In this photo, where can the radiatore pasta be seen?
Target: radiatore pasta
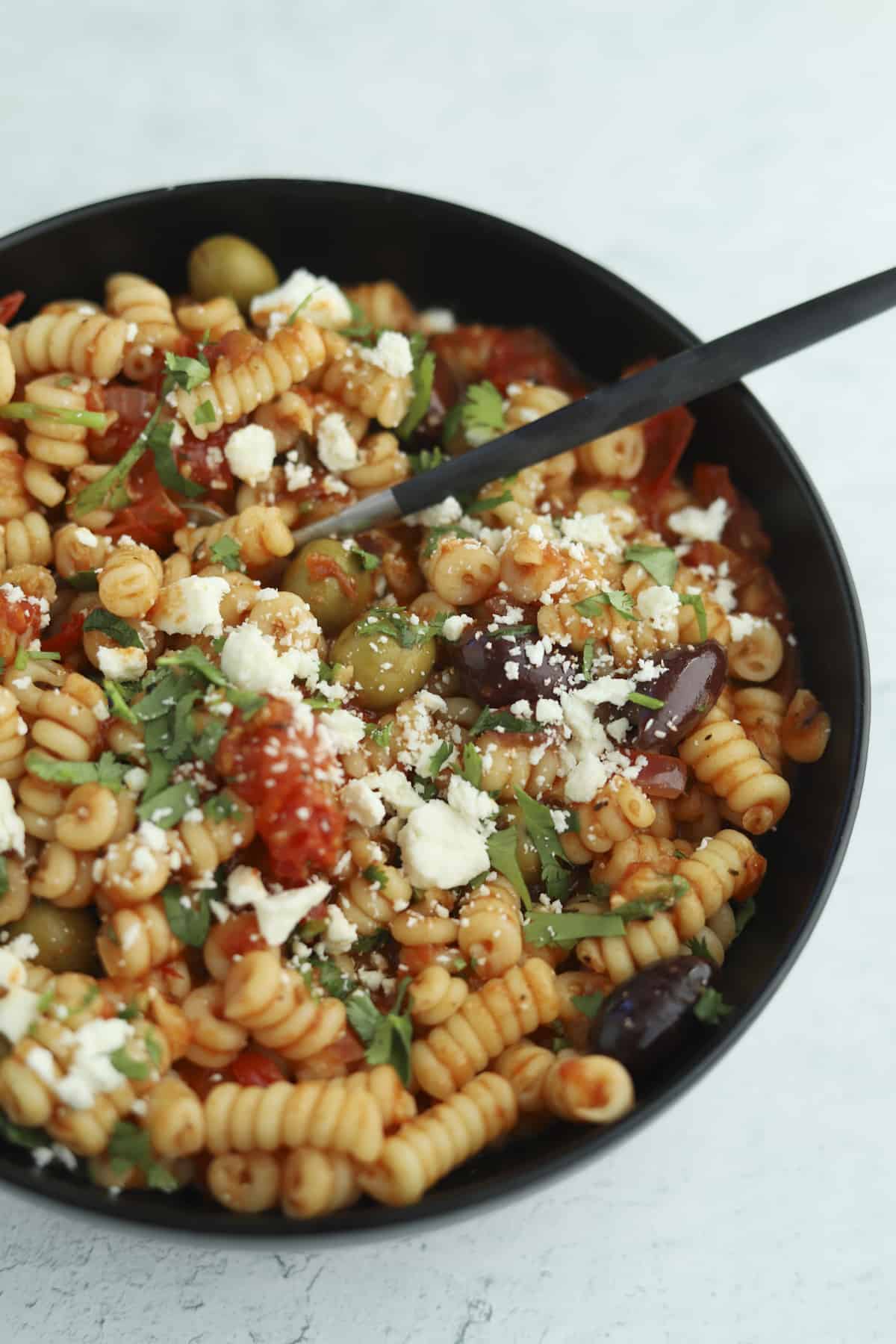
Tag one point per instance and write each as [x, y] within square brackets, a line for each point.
[319, 866]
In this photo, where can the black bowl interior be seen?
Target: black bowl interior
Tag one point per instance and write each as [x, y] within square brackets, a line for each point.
[494, 272]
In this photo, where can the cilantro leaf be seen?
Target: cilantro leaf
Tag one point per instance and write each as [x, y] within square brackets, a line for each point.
[543, 833]
[159, 441]
[620, 603]
[588, 1004]
[503, 856]
[544, 927]
[129, 1147]
[426, 460]
[491, 719]
[482, 413]
[660, 562]
[711, 1007]
[107, 771]
[422, 376]
[168, 806]
[114, 628]
[226, 551]
[186, 373]
[188, 917]
[695, 600]
[366, 558]
[386, 1035]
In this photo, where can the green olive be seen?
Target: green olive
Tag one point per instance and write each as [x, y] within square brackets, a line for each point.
[230, 265]
[332, 581]
[526, 853]
[385, 672]
[66, 939]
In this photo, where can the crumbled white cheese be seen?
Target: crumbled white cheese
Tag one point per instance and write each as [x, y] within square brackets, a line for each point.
[441, 848]
[13, 831]
[340, 933]
[438, 515]
[391, 354]
[396, 792]
[336, 448]
[437, 322]
[193, 606]
[743, 624]
[121, 665]
[455, 625]
[252, 662]
[361, 804]
[319, 300]
[250, 453]
[700, 524]
[277, 912]
[660, 605]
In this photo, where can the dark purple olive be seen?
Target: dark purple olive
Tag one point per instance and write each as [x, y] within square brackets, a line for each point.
[484, 656]
[645, 1021]
[689, 682]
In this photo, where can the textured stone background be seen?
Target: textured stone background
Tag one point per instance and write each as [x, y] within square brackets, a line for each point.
[729, 161]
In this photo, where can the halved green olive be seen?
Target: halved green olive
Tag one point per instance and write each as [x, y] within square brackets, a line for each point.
[66, 939]
[332, 581]
[385, 672]
[230, 265]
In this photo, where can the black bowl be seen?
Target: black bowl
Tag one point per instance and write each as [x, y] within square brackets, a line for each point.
[494, 272]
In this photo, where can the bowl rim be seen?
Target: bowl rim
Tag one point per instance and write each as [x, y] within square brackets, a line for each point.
[441, 1207]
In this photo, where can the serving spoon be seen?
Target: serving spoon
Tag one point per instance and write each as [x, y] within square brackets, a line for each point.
[684, 376]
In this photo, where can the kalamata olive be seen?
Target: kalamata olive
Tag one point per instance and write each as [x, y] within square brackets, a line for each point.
[649, 1016]
[484, 656]
[689, 682]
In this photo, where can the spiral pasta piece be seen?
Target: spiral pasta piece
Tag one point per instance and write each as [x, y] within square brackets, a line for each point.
[235, 390]
[445, 1136]
[722, 756]
[277, 1007]
[90, 344]
[491, 932]
[321, 1115]
[496, 1016]
[314, 1183]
• • • •
**WHAT YOU NEED TO DO**
Your response must consist of the lines from the beginning of the data through the line containing "Target: cilantro leaf", transcribed exactly, with no pictures.

**ANSWER BOX**
In this photo, where can the radiatore pasta be seen?
Target: radiatore pasta
Tag one point per instance and write each as [x, y] within square brackets, a line for each point.
[319, 866]
In this photo, where can the black bowl interior be seen?
Target: black bowl interior
Tag one point per instance and write each as [x, y] within square brackets, a line for each point.
[494, 272]
In this photo, where can the cilantro leaf be seen?
Target: cilantro leaf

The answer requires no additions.